Required work: Return the records below from the line containing "For our traffic camera dashboard, pinpoint every curved" onward, exactly, through and including the last line.

------------------------------------------------------------------------

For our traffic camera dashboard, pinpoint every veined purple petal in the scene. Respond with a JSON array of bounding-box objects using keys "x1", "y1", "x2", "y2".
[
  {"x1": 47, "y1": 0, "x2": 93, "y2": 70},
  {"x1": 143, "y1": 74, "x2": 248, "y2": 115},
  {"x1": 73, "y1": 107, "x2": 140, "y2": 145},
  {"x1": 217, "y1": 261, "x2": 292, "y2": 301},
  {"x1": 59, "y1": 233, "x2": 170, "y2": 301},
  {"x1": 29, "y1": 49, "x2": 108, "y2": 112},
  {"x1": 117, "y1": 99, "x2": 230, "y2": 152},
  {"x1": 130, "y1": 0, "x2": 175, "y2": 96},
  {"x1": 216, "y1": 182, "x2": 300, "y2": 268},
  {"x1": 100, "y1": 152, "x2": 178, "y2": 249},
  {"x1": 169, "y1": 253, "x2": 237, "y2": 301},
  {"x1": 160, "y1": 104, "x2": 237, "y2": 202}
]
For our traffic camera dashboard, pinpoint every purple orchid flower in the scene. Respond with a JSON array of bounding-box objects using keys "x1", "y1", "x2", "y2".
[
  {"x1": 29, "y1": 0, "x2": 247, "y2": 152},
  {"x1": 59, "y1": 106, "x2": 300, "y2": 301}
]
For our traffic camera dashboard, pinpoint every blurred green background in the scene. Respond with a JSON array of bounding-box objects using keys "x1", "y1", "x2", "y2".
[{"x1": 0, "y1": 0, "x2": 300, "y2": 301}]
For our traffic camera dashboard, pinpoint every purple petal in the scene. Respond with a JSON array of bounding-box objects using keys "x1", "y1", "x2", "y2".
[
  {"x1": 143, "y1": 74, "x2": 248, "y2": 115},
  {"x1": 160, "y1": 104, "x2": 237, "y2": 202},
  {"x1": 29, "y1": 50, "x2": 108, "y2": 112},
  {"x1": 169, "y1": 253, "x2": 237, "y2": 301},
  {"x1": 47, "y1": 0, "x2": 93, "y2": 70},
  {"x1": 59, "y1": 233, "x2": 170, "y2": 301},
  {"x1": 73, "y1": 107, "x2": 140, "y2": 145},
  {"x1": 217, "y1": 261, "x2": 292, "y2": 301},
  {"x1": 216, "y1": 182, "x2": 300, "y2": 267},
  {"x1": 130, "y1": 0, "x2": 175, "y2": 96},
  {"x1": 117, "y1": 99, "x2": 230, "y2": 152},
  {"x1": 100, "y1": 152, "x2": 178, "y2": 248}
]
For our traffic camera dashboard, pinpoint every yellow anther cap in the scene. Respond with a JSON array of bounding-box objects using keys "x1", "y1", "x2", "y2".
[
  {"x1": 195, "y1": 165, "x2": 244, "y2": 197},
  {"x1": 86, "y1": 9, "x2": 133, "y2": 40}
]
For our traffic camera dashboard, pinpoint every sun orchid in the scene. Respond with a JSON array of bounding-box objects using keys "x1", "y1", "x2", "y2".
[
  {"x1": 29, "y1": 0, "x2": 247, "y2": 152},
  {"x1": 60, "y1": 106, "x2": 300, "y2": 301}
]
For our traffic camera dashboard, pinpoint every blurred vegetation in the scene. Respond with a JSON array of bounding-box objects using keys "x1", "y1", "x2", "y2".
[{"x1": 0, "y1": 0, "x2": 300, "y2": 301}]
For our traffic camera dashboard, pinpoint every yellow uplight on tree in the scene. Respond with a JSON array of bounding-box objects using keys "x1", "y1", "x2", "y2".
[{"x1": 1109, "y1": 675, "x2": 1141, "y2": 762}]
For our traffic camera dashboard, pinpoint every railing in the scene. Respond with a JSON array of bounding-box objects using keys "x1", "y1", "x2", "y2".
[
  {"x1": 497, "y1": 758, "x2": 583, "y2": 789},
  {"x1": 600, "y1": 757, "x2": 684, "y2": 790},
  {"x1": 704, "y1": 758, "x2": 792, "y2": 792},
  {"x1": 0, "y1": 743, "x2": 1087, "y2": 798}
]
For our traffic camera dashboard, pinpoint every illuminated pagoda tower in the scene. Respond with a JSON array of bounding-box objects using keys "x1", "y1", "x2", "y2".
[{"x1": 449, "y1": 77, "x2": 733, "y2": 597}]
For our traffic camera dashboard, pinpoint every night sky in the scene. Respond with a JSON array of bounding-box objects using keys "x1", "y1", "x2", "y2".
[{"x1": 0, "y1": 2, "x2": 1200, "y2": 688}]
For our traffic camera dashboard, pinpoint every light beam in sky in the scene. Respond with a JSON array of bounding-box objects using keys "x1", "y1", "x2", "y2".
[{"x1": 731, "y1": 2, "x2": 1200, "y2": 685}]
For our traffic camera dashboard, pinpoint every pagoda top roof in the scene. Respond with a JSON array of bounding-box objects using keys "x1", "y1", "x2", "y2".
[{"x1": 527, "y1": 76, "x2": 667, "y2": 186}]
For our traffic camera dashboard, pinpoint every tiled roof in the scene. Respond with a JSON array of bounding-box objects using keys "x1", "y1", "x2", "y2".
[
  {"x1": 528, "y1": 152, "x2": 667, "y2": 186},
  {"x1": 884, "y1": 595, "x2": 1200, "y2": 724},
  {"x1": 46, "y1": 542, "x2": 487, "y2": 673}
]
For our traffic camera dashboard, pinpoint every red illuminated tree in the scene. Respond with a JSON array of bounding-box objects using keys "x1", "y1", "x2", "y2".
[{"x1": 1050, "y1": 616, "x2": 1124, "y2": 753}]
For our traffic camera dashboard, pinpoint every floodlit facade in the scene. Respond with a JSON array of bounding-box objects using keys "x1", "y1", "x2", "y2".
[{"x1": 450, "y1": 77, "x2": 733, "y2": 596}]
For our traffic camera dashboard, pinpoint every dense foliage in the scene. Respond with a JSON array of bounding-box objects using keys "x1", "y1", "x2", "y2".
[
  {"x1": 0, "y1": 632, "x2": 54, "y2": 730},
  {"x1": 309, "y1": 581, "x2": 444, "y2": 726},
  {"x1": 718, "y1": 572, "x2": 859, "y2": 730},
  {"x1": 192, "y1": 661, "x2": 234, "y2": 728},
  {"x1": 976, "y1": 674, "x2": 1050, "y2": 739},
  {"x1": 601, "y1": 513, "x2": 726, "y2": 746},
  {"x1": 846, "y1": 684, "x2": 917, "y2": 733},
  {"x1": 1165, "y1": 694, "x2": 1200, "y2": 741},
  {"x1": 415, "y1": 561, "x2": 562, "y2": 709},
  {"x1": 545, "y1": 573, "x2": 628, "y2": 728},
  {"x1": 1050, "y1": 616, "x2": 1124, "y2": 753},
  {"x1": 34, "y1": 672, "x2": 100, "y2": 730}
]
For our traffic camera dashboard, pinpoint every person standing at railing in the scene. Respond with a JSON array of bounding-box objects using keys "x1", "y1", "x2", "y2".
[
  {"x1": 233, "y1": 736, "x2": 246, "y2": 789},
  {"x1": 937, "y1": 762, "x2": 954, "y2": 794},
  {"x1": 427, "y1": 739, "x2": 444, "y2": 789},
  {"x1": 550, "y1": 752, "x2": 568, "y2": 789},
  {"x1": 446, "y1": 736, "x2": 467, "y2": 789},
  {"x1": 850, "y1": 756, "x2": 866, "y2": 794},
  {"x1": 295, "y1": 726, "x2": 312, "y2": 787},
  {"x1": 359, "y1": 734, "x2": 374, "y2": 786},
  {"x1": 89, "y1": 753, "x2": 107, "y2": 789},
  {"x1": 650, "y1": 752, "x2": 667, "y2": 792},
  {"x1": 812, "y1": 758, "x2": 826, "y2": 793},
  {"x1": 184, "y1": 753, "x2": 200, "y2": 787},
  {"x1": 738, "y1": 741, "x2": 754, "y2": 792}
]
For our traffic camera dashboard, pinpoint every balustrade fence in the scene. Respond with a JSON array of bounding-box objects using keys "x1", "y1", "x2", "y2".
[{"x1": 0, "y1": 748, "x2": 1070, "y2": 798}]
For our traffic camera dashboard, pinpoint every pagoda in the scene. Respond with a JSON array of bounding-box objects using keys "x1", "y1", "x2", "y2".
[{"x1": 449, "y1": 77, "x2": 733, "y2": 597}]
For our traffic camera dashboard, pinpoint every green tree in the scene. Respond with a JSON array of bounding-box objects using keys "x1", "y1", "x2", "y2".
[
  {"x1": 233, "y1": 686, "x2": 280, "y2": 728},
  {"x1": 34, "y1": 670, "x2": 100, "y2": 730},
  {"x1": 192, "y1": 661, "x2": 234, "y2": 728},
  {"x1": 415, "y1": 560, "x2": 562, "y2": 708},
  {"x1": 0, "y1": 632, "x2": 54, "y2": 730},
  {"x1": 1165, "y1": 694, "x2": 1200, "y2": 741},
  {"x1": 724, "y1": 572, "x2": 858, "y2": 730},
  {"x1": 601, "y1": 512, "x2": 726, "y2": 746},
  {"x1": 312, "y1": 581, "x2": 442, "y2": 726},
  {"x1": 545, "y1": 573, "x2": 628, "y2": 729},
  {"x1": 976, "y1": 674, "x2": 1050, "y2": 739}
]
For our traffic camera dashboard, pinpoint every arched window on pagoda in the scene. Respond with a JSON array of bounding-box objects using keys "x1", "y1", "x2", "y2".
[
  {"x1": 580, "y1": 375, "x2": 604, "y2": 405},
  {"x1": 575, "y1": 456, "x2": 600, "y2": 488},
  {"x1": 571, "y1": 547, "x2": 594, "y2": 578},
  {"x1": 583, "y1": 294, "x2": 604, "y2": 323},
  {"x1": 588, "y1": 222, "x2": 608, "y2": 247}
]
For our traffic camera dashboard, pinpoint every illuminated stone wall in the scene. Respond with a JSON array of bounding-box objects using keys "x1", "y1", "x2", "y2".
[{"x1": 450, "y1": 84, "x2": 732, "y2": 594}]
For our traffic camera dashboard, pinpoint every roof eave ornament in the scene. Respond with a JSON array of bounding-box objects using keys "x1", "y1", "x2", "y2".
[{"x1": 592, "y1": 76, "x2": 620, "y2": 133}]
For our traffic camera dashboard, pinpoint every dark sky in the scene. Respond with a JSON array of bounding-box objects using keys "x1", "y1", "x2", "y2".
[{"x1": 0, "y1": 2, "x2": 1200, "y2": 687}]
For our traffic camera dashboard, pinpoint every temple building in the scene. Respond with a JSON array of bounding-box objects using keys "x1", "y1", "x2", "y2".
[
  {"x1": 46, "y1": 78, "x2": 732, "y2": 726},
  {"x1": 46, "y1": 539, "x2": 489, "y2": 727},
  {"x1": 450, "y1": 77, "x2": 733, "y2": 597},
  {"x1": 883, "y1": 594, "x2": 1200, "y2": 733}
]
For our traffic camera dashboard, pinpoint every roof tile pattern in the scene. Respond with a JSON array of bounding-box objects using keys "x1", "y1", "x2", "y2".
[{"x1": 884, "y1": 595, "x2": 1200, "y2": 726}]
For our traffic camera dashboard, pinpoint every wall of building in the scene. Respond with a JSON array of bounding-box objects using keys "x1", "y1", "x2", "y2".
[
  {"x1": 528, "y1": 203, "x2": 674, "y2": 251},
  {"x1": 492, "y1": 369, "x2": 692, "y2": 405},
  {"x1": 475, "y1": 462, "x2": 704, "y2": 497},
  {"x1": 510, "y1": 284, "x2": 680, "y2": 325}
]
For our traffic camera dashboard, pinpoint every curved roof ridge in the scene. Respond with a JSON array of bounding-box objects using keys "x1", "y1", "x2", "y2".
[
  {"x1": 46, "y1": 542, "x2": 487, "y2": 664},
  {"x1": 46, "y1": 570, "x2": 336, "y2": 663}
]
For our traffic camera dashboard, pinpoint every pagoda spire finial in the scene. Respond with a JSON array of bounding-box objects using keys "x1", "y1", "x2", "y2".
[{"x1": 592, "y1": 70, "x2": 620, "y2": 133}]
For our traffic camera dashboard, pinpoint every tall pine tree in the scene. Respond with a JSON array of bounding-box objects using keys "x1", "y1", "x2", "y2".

------------------------------------------------------------------------

Expected output:
For our traffic camera dashboard, pinpoint every curved roof ridge in the scene. Respond with a JSON array of bounding-box objects using keys "x1", "y1", "x2", "y2".
[
  {"x1": 46, "y1": 542, "x2": 487, "y2": 664},
  {"x1": 46, "y1": 570, "x2": 336, "y2": 663}
]
For our traffic camera dashboard, pinpoint every pagoda spire finial in the scene. Respond with a JSON array of bounding-box objects using keys "x1", "y1", "x2", "y2".
[{"x1": 592, "y1": 70, "x2": 620, "y2": 133}]
For our traffic camera dashboard, pinpoint every tall pine tree in the scene. Respond with a JSON array of bounding-box objects using keys "x1", "y1", "x2", "y2".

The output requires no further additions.